Find each line in the listing below that contains the word "metal" and copy those lines. Match case exactly.

[DATASET EXCERPTS]:
## Start
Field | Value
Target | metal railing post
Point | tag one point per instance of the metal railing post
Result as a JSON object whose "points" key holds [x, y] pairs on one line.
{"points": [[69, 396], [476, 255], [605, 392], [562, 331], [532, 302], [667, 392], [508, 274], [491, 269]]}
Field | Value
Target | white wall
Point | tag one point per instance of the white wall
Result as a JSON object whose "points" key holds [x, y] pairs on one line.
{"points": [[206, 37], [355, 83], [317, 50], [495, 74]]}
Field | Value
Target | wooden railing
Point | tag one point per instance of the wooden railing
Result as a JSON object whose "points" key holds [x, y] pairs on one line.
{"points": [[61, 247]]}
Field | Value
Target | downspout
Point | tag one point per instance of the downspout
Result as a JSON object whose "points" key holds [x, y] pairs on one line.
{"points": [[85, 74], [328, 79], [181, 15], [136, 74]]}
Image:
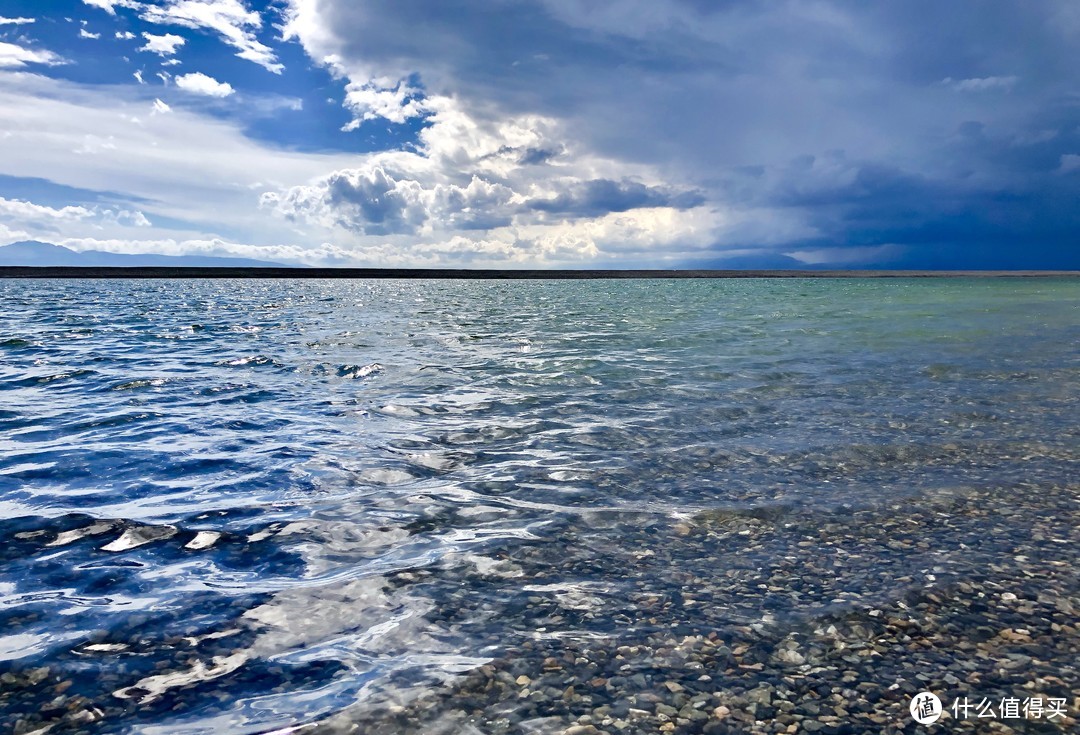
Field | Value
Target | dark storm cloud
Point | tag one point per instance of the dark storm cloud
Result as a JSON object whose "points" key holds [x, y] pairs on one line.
{"points": [[944, 133]]}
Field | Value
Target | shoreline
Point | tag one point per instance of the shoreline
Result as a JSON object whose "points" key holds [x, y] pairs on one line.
{"points": [[485, 274]]}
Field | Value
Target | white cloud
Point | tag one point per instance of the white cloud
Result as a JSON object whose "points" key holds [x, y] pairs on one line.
{"points": [[41, 218], [1069, 163], [163, 45], [229, 18], [110, 5], [200, 83], [14, 56], [395, 103], [981, 83], [173, 165]]}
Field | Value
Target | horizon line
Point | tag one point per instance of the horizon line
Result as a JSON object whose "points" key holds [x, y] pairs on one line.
{"points": [[487, 274]]}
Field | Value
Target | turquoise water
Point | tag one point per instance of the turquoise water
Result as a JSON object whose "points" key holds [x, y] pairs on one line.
{"points": [[243, 505]]}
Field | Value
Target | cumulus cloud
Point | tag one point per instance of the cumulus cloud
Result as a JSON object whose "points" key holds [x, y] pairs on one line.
{"points": [[200, 83], [981, 83], [32, 216], [13, 55], [806, 123], [230, 19], [163, 45], [374, 202], [110, 5], [393, 101]]}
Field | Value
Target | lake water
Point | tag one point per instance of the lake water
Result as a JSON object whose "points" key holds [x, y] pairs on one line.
{"points": [[393, 506]]}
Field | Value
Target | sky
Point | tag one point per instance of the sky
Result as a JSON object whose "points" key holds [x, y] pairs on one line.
{"points": [[547, 133]]}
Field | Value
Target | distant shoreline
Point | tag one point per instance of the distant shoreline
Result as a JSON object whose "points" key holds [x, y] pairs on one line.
{"points": [[482, 274]]}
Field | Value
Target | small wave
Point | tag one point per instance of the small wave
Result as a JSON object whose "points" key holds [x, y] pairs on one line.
{"points": [[356, 371], [18, 343], [145, 382], [246, 361]]}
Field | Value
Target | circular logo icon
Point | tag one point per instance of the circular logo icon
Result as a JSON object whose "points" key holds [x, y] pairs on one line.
{"points": [[926, 708]]}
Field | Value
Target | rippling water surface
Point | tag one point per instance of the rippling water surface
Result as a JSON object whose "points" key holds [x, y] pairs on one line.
{"points": [[246, 505]]}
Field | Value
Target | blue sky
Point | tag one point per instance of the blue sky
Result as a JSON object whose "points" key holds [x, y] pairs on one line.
{"points": [[547, 133]]}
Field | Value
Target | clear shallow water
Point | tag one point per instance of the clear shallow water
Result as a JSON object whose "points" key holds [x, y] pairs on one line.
{"points": [[247, 505]]}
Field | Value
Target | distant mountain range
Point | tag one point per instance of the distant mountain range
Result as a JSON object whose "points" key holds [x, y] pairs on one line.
{"points": [[35, 253]]}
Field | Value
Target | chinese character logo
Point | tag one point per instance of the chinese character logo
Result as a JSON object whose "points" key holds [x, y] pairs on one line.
{"points": [[926, 708]]}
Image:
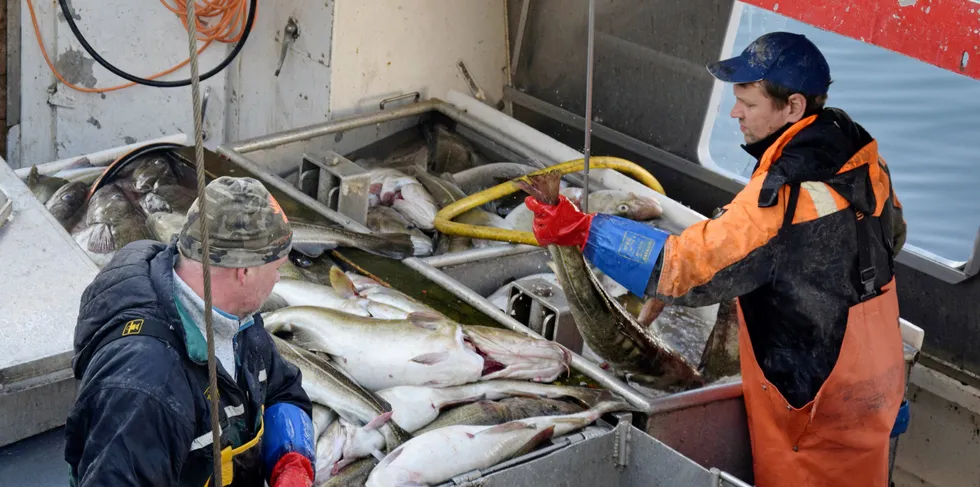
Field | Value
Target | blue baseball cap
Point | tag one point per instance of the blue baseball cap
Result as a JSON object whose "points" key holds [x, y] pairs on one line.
{"points": [[782, 58]]}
## End
[OUTPUT BELOW]:
Target | metal railing post
Point | tag one point per instance of the metal railing post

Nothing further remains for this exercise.